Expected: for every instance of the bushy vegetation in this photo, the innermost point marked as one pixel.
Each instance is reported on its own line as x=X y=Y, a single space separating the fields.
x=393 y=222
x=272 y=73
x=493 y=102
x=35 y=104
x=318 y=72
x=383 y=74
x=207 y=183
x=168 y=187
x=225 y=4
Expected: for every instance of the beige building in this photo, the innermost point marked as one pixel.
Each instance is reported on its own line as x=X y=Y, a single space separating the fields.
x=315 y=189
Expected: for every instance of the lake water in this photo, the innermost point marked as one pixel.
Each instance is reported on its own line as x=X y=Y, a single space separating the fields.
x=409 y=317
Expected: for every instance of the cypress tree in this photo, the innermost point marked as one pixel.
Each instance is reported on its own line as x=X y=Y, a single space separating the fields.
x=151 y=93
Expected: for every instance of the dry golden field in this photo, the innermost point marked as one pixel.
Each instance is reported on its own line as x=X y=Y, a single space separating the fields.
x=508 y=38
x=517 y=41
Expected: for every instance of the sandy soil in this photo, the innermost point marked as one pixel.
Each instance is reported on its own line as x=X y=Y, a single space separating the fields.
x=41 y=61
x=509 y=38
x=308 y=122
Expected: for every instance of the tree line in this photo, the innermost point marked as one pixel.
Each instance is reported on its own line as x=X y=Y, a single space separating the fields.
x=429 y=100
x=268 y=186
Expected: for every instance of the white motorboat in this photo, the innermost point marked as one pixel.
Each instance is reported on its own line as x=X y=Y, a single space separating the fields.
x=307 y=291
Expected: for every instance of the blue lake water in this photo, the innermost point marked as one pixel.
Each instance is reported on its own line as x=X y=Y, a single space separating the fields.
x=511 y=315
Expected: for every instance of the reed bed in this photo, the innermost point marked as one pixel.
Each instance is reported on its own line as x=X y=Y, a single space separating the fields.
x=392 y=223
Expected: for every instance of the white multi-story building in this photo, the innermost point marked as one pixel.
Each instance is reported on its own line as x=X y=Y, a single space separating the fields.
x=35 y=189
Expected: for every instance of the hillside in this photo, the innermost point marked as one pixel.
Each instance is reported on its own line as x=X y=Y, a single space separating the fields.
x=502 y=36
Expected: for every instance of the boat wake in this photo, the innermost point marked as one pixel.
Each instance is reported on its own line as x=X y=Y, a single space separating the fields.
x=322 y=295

# # # #

Exercise prompt
An exact reproduction of all the records is required.

Reply
Expected: for every instance of the bushy vegetation in this photo, the innermost point marked as one pixel.
Each instance is reported on its own line as x=X y=Y, a single space separating the fields.
x=393 y=222
x=272 y=73
x=493 y=102
x=35 y=104
x=318 y=72
x=383 y=74
x=207 y=183
x=168 y=187
x=225 y=4
Expected: for every instance of the beige building in this photo, the innermost point marked as one pixel.
Each instance is reported on its own line as x=X y=Y, a single space separating the fields.
x=315 y=189
Expected: for every instance of the lake water in this photo, the innermost point marked as one pixel.
Each instance is reported on its own line as x=X y=Y, a single space separating the fields.
x=409 y=317
Expected: for every instance of the cypress tree in this photo, the innermost point marked as one pixel.
Each instance is reported on its own line as x=X y=Y, a single space separating the fields.
x=151 y=93
Expected: for every instance of the dry golden field in this photo, the innermost point marked as one pixel.
Each instance is reported on its own line as x=X y=Y, a single space separating the fields.
x=508 y=38
x=517 y=41
Expected: for every instance of the sandy soil in this photo, the innermost point marked as one pixel.
Each instance is reported on its own line as x=X y=Y, a single space separating the fields.
x=41 y=61
x=509 y=38
x=308 y=122
Expected: for every instance of the tree line in this photo, the innermost point marked as one pixel.
Each instance is reported on its own line as x=X y=Y, a single space separating the fields.
x=429 y=100
x=268 y=186
Expected: for every instance of the white motorboat in this photo, the innermost point marked as one pixel.
Each instance is reported on its own line as x=X y=Y, a single space separating the fields.
x=307 y=291
Expected: for every instance of the blue lake water in this photo, the innermost point marked as one pixel.
Each instance is reported on its own line as x=X y=Y, a single space separating the fields.
x=511 y=315
Expected: for every instance of the reed bed in this photo, the innermost point marked as one pixel.
Each instance is reported on its own line as x=X y=Y, a single space separating the fields.
x=392 y=223
Expected: for every instance of the white multi-story building in this photo, the innermost point marked as one pixel.
Each instance is reported on its own line as x=X y=Y, a single space separating the fields.
x=35 y=189
Expected: for every instance of the hillside in this photo, the innermost point marked as one pixel.
Each instance is reported on its own line as x=X y=Y, a single space separating the fields.
x=502 y=36
Expected: for every instance of the boat wake in this photo, the innermost point marked as one pixel.
Each instance is reported on its own line as x=X y=Y, a single space separating the fields.
x=322 y=295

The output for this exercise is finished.